### PASSAGE ###

Jonah tore open the Nintendo he had been pleading for, which we had once caught him murmuring about in his dreams (“comes with Mario for 149”). He had never seen the thing before, but he was caught in a kind of trance as he instantly found the on button, pushed it, and began playing, as though simply resuming a game that had been interrupted in some past life. “Jonah, do you like it?” we asked him. He stared at the screen, mouth open. We watched, forgotten.

We sat, disappointed by the children’s reactions. Or maybe “disappointed” was not the word—we’d been cheated. We had hoped that our generosity would make our children turn to us with renewed love and faith in the world s goodness. Instead, they’d had the bad manners to either protest or ignore us. What was this? What had happened to the joy of Hanukkah?

The sight of Maia throwing Marisol across a room littered with shredded wrapping paper and other very expensive toys in various states of disassemblage and nonappreciation was shocking enough to lead us to a resolution: we were tired of celebrating Greedikah. The kids would have to learn the true meaning of Hanukkah, even if it killed us (or them). And so we threw ourselves into Hanukkah as a project. Each night, we had a different activity. We made latkes by hand, grating the potatoes, throwing them into the bubbling oil. We went to a friend’s big Hanukkah party—with 50 people, perhaps the largest Hanukkah party in the city.

### DATASET RECORDS ###

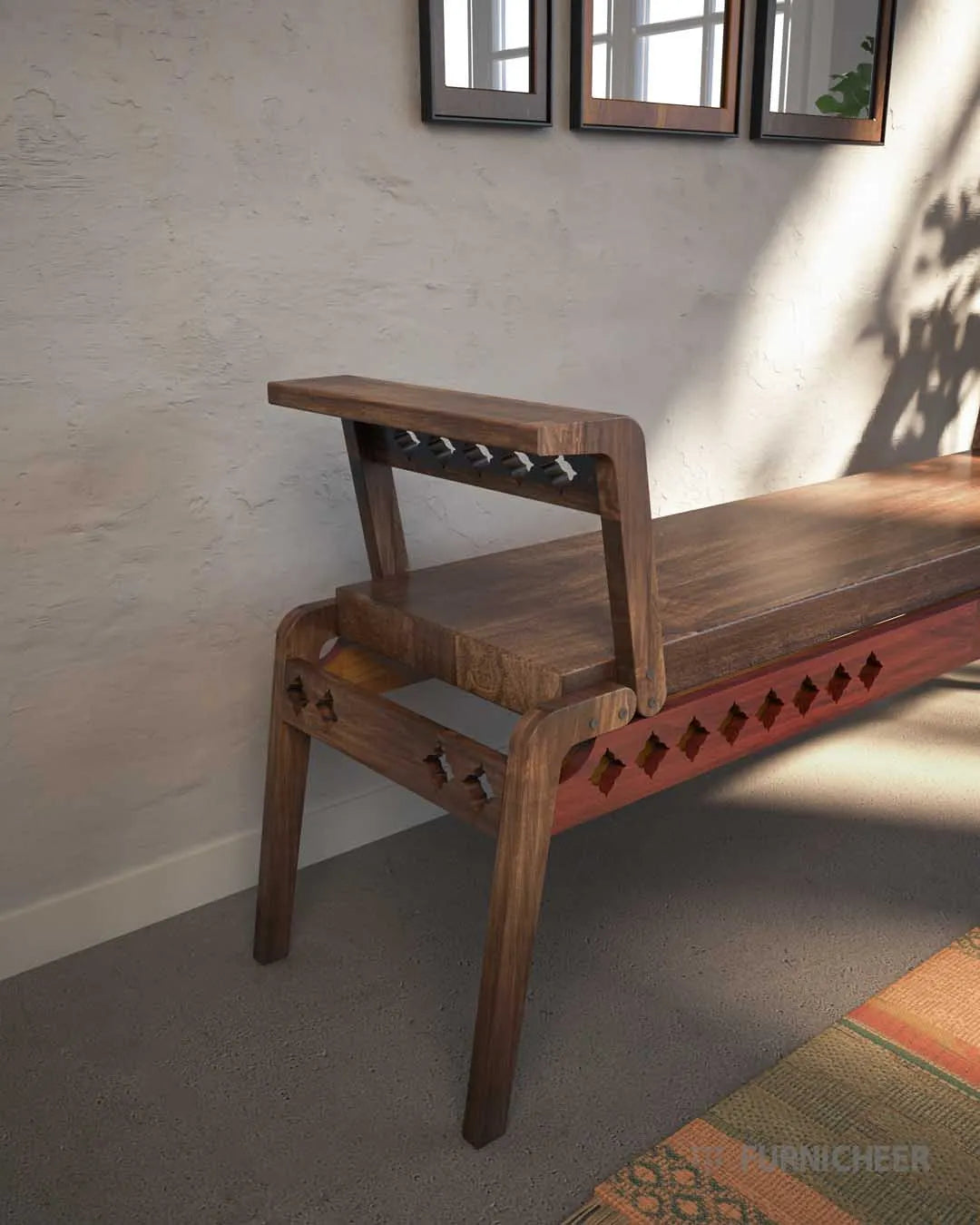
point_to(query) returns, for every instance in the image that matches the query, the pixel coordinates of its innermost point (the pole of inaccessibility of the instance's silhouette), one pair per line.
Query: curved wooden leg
(303, 633)
(536, 748)
(282, 822)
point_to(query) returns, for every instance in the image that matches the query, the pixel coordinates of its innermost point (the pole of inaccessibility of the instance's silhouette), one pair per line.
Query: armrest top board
(517, 424)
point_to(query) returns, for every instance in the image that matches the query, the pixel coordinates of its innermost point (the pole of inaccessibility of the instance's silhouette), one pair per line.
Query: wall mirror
(822, 70)
(486, 60)
(657, 65)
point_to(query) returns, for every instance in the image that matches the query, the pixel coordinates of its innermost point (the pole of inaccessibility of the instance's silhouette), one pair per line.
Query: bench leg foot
(282, 821)
(524, 839)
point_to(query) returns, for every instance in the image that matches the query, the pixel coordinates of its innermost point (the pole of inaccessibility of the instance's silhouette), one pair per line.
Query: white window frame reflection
(620, 55)
(490, 63)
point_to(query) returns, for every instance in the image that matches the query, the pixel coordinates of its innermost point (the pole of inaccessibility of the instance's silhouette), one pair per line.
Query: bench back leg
(303, 633)
(538, 746)
(282, 822)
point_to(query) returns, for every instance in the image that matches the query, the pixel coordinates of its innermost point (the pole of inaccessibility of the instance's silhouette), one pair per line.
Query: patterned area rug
(875, 1121)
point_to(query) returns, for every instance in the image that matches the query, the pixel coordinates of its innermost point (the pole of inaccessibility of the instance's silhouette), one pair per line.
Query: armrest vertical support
(630, 565)
(377, 503)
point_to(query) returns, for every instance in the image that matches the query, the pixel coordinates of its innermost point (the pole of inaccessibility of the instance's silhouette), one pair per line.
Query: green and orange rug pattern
(876, 1121)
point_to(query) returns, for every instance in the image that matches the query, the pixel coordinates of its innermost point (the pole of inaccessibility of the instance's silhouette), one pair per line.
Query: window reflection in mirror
(658, 51)
(823, 58)
(487, 44)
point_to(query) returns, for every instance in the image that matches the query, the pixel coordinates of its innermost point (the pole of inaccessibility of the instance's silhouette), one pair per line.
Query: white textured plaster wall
(196, 198)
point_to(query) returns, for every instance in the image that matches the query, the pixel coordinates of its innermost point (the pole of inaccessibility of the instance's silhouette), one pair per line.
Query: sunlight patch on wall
(859, 298)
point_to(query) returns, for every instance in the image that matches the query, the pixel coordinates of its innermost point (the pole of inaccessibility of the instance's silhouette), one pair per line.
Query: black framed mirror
(486, 60)
(822, 70)
(657, 65)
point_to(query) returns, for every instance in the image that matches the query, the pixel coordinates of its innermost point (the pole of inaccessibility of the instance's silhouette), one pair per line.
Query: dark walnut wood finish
(627, 114)
(637, 657)
(789, 126)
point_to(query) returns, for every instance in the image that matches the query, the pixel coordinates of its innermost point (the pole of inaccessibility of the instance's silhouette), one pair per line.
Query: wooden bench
(636, 657)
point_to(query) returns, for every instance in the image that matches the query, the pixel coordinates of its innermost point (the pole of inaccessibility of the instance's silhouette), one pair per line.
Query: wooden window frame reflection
(787, 126)
(443, 102)
(626, 114)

###

* PROBLEMS
• 1. Summarize the Hanukkah passage in two sentences.
• 2. Repeat word for word the part of the Hanukkah passage running from "The sight of" down to "in the city.".

* ANSWERS IN ORDER
• 1. Jonah became absorbed in his new Nintendo and ignored the narrators, who felt cheated that their children either protested or ignored them instead of responding with renewed love. After seeing Maia throw Marisol across a room littered with wrapping paper and expensive toys, they resolved to teach the kids the true meaning of Hanukkah, planning a different activity each night, such as making latkes by hand and going to a friend's big Hanukkah party.

• 2.
The sight of Maia throwing Marisol across a room littered with shredded wrapping paper and other very expensive toys in various states of disassemblage and nonappreciation was shocking enough to lead us to a resolution: we were tired of celebrating Greedikah. The kids would have to learn the true meaning of Hanukkah, even if it killed us (or them). And so we threw ourselves into Hanukkah as a project. Each night, we had a different activity. We made latkes by hand, grating the potatoes, throwing them into the bubbling oil. We went to a friend’s big Hanukkah party—with 50 people, perhaps the largest Hanukkah party in the city.